> [RECORD EXCERPTS]

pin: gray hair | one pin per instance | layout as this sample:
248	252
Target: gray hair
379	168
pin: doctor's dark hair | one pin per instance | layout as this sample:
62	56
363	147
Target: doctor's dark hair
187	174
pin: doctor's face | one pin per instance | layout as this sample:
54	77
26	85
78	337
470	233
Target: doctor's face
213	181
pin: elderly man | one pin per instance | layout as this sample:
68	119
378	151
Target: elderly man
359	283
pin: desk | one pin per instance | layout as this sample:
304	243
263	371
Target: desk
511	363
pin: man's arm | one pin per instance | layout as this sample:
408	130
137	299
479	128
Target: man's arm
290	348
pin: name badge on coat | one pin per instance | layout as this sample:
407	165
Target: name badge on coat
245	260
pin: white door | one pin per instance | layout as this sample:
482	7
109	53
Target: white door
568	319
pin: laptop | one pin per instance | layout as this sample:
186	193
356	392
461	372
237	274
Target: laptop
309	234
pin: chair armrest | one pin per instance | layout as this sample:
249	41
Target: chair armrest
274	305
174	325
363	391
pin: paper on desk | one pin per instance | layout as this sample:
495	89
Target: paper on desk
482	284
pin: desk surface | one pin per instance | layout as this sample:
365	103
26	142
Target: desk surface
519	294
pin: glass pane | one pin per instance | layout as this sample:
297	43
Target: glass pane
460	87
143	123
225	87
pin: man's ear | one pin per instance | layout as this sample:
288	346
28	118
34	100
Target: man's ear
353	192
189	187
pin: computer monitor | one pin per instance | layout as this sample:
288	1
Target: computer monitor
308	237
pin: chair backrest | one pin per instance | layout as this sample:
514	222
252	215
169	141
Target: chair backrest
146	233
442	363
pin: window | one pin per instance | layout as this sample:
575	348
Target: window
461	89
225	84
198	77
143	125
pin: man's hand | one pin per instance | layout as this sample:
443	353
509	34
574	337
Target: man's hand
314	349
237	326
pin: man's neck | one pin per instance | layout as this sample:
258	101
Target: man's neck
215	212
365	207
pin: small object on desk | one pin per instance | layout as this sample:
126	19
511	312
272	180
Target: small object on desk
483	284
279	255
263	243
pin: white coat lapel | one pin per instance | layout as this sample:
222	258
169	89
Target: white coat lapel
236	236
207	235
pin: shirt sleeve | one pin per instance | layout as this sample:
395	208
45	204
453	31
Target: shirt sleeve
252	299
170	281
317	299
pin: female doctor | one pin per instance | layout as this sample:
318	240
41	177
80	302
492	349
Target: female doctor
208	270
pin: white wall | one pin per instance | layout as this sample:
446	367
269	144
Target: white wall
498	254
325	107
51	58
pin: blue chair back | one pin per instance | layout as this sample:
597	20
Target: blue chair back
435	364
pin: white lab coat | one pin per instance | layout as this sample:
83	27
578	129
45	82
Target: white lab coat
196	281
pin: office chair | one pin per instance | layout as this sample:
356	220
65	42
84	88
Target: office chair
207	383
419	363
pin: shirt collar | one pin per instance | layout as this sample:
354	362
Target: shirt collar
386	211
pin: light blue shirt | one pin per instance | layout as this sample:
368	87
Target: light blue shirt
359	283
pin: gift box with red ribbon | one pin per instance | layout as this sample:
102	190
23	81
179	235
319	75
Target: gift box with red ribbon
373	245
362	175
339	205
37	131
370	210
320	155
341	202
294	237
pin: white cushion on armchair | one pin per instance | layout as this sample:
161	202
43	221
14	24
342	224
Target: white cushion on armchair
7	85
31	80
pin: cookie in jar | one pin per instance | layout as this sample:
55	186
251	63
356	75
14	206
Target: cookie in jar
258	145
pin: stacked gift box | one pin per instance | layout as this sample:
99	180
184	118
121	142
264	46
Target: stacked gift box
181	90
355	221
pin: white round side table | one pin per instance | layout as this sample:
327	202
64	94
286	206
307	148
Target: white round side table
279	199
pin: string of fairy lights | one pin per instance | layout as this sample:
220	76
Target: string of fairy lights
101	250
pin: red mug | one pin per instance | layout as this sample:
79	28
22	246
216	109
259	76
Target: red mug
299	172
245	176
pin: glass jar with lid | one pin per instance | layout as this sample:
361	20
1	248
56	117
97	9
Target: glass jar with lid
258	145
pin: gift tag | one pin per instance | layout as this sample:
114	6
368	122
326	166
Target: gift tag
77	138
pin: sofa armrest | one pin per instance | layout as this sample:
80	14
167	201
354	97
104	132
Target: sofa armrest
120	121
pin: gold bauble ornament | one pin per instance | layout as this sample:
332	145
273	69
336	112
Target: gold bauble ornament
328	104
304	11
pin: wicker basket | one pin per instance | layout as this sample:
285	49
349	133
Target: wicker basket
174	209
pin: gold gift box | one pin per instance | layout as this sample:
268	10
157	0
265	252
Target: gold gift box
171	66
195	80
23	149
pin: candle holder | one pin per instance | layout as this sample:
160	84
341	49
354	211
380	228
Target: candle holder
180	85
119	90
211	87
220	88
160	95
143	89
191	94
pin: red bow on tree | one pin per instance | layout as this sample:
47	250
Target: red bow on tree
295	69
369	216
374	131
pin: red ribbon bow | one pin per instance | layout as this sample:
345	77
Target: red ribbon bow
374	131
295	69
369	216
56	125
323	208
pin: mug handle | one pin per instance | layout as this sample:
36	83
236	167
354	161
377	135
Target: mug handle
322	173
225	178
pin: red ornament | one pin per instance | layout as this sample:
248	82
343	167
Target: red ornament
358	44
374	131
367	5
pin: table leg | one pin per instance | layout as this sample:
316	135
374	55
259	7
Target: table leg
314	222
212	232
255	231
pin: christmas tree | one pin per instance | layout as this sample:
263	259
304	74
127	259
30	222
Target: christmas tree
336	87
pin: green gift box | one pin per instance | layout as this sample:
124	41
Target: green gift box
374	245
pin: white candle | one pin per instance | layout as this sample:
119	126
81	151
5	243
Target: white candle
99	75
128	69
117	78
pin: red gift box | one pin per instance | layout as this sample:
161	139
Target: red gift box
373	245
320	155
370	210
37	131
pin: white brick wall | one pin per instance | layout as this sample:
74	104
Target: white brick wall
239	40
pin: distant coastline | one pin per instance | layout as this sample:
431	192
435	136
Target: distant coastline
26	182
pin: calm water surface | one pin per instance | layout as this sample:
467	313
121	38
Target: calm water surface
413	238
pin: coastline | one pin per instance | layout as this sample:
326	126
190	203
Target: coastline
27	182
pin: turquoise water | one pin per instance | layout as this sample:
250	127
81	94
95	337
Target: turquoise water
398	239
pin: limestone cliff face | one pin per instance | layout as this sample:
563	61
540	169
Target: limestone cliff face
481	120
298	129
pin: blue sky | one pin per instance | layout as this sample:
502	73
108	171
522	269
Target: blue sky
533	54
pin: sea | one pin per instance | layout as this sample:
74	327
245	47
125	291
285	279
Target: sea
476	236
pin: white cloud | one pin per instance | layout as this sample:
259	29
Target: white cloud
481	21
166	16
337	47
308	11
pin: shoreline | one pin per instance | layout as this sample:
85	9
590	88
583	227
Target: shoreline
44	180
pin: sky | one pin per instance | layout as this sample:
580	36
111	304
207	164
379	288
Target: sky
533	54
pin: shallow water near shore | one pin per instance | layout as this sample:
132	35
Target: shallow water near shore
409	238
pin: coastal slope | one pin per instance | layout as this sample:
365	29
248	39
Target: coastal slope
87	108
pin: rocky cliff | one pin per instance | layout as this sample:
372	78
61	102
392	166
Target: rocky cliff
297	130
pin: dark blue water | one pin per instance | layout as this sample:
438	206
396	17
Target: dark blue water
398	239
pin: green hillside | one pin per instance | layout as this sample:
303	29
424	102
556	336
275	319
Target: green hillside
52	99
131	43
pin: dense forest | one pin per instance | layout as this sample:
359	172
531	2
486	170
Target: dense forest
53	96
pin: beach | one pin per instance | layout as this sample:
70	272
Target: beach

> [EXERCISE DESCRIPTION]
Reproduce every item above, substituting "one pin per occurrence" for each occurrence of "one pin per instance". Leave all other text unchanged.

> [WRITTEN SOLUTION]
pin: gray hair | one pin per occurrence | layout as this sample:
248	252
Target: gray hair
379	168
pin: doctor's dark hair | one pin per occurrence | layout as this sample:
62	56
363	147
Target: doctor's dark hair
187	174
pin: doctor's face | one pin per occurrence | layout as this sample:
54	77
26	85
78	337
470	233
Target: doctor's face
213	181
pin: elderly man | one pin per occurrence | layout as this sample:
68	119
378	151
Target: elderly man
359	283
pin: desk | one pin per occurrence | layout as this sample:
304	243
263	371
Target: desk
511	363
pin: man's arm | one pin per occurrence | layout as this sample:
408	130
137	299
479	128
Target: man's arm
290	348
pin: name badge on coat | one pin per occurrence | layout as this sample:
407	165
Target: name badge on coat
245	260
pin: white door | one pin per occurrence | layout as this sample:
482	7
109	53
Target: white door
568	319
pin: laptop | one pin per occurrence | layout as this sample:
186	193
356	392
461	372
237	274
Target: laptop
309	234
pin: chair armrest | one pin per occurrence | layout as this sample:
249	41
Target: chair armrest
274	305
174	325
363	391
pin: paper on desk | one pin per occurrence | layout as this sample:
495	89
Target: paper on desk
482	284
pin: desk surface | one pin per occurrence | layout as this sample:
365	103
26	142
Target: desk surface
519	294
pin: glass pane | one pin per occurrence | layout as this sample:
297	43
Target: glass pane
460	87
143	123
225	87
pin: man's ear | one pin per occurrence | layout as this sample:
288	346
28	118
34	100
Target: man's ear
353	192
189	187
pin: computer monitor | one pin per occurrence | layout as this sample:
288	1
Target: computer monitor
308	237
pin: chair backrest | one pin per occurrence | layout as this sample:
514	222
252	215
169	141
Target: chair backrest
146	233
442	363
pin: window | one pin per occurrence | layout as this sample:
575	348
Target: window
461	89
225	84
198	77
143	125
pin: man's hand | one pin per occurrence | layout as this sample:
443	353
509	34
574	337
Target: man's hand
314	349
237	326
pin: man's neck | one pin per occurrence | layout as this sample:
258	101
Target: man's neck
215	212
365	207
pin: small object on desk | one pin per occurrence | layout as this sample:
126	19
511	312
272	180
Target: small object on desk
483	284
279	255
263	243
pin: white coat lapel | one pin per occurrence | layout as this sample:
222	258
169	89
Target: white coat lapel
236	236
207	235
pin: shirt sleeve | one pin per occurrence | layout as this sample:
395	208
45	204
453	31
Target: shirt sleeve
252	299
170	281
317	299
pin: female doctor | one pin per occurrence | layout as this sample:
318	240
41	177
80	302
492	349
Target: female doctor
208	270
pin: white wall | one pin per occurrence | layout as this sample:
446	367
269	144
Target: white wall
498	254
325	107
51	58
pin: blue chair back | one pin per occurrence | layout as this sample:
597	20
Target: blue chair back
435	364
pin: white lab coat | one pin per occurrence | layout as this sample:
83	27
578	129
45	82
Target: white lab coat
196	281
pin: office chair | one pin per occurrence | layout as this sample:
356	220
65	42
84	88
Target: office chair
207	383
419	363
pin: shirt collar | one pin per occurrence | layout as this sample:
354	362
Target: shirt collar
386	211
pin: light blue shirt | one pin per occurrence | layout as this sample:
368	87
Target: light blue shirt
359	283
pin: gift box with red ribbon | one pin per occurrence | layout as this sample:
102	190
23	81
179	235
319	75
Target: gift box with red ribbon
373	245
362	175
339	205
37	131
370	210
320	155
341	202
294	237
pin: white cushion on armchair | one pin per occurrence | layout as this sample:
161	202
43	221
14	24
342	224
Target: white cushion on armchair
7	85
31	80
pin: cookie in jar | one pin per occurrence | layout as this sample:
55	186
251	63
356	75
14	206
Target: cookie in jar
258	145
pin: stacked gift box | one pin per occurrence | layout as this sample:
99	180
184	118
121	142
264	46
Target: stacked gift box
181	90
355	221
pin: white round side table | one pin per occurrence | layout as this sample:
327	202
64	94
286	206
307	148
Target: white round side table
279	199
pin: string of fairy lights | one pin per occurrence | layout as this sample:
220	76
Target: string of fairy lights
101	250
pin: red mug | one pin per occurrence | layout as this sample:
79	28
22	246
216	109
259	76
Target: red mug
299	172
245	176
pin: glass jar with lid | one pin per occurrence | layout as this sample:
361	20
1	248
56	117
97	9
Target: glass jar with lid
258	145
pin: gift tag | one pin per occurrence | layout as this sample:
114	6
368	122
326	166
Target: gift tag
77	138
pin: sofa armrest | one pin per occurrence | layout as this sample:
80	14
167	201
354	97
104	132
Target: sofa armrest
120	121
pin: gold bauble ornament | one pin per occurrence | layout as this sample:
332	145
273	69
336	112
Target: gold bauble ornament
328	104
304	11
pin: wicker basket | one pin per occurrence | layout as this sample:
285	49
349	133
Target: wicker basket
174	209
pin: gold gift box | one pin per occurrence | layout as this sample:
268	10
157	0
265	252
Target: gold gift box
171	66
195	80
23	149
pin: candle holder | one pin per occurrence | layout as this sample:
160	84
341	49
354	211
380	228
Target: candle holder
180	85
119	90
211	87
220	88
160	95
143	89
191	94
pin: red bow on tree | one pin per occurrence | layout as this sample:
47	250
Target: red bow on tree
295	69
369	216
374	131
pin: red ribbon bow | one pin per occurrence | layout as this sample:
345	77
Target: red ribbon bow
374	131
295	69
369	216
56	125
323	208
pin: mug handle | one pin per occurrence | layout as this sample:
36	83
236	167
354	161
377	135
Target: mug handle
322	173
225	178
pin: red ornament | one pin per occurrence | layout as this sample:
248	82
343	167
Target: red ornament
358	44
374	131
367	5
pin: table leg | one pin per occurrence | layout as this sample:
316	135
374	55
259	7
Target: table leg
314	222
212	232
255	231
pin: christmas tree | one pin per occurrence | layout as this sample:
263	259
304	74
127	259
30	222
Target: christmas tree
336	87
pin: green gift box | one pin per occurrence | layout as this sample:
124	41
Target: green gift box
374	245
pin: white candle | one pin per occurrence | layout as this sample:
119	126
81	151
5	243
Target: white candle
99	75
128	69
117	78
pin: red gift box | one pin per occurrence | layout as this sample:
161	139
Target: red gift box
373	245
320	155
370	210
37	131
pin: white brick wall | one pin per occurrence | layout as this sample:
74	104
Target: white brick wall
239	40
pin: distant coastline | one pin per occurrence | layout as this sample:
431	192
435	136
Target: distant coastline
26	182
pin: calm water surface | one pin per occurrence | layout as this sample:
467	313
121	38
Target: calm water surface
413	238
pin: coastline | one pin per occurrence | layout as this sample:
326	126
190	203
Target: coastline
27	182
pin: turquoise water | one pin per occurrence | layout as this sample:
250	127
81	94
95	337
Target: turquoise water
398	239
pin: limestone cliff face | one pin per occurrence | layout as this sample:
563	61
540	169
Target: limestone cliff face
481	120
298	129
pin: blue sky | one pin per occurrence | layout as this sample:
502	73
108	171
522	269
Target: blue sky
533	54
pin: sea | one pin per occurrence | layout as this sample:
74	327
245	47
125	291
285	279
Target: sea
476	236
pin: white cloud | one pin per occurrence | layout as this sample:
259	29
Target: white cloud
481	21
166	16
337	47
308	11
pin: shoreline | one pin per occurrence | layout as this sample:
85	9
590	88
583	227
Target: shoreline
44	180
pin: sky | one pin per occurrence | layout as this sample:
580	36
111	304
207	164
379	288
Target: sky
533	54
pin: shallow water near shore | one pin per occurrence | layout as this sample:
132	35
Target: shallow water near shore
409	238
pin: coastal slope | one pin per occurrence | layout as this sample:
365	29
248	39
Target: coastal slope
87	108
pin: rocky cliff | one pin per occurrence | layout as this sample:
372	78
61	102
392	166
Target: rocky cliff
297	130
pin: dark blue water | one pin per occurrence | layout as this sample:
438	206
396	17
Target: dark blue water
398	239
pin: green hillside | one pin per occurrence | layout as this sample:
303	29
424	102
556	336
275	319
Target: green hillside
52	99
131	43
pin: dense forest | one pin per occurrence | layout as this sample:
359	172
531	2
486	170
Target: dense forest
53	96
pin: beach | one pin per occurrence | layout as this sample:
70	272
Target: beach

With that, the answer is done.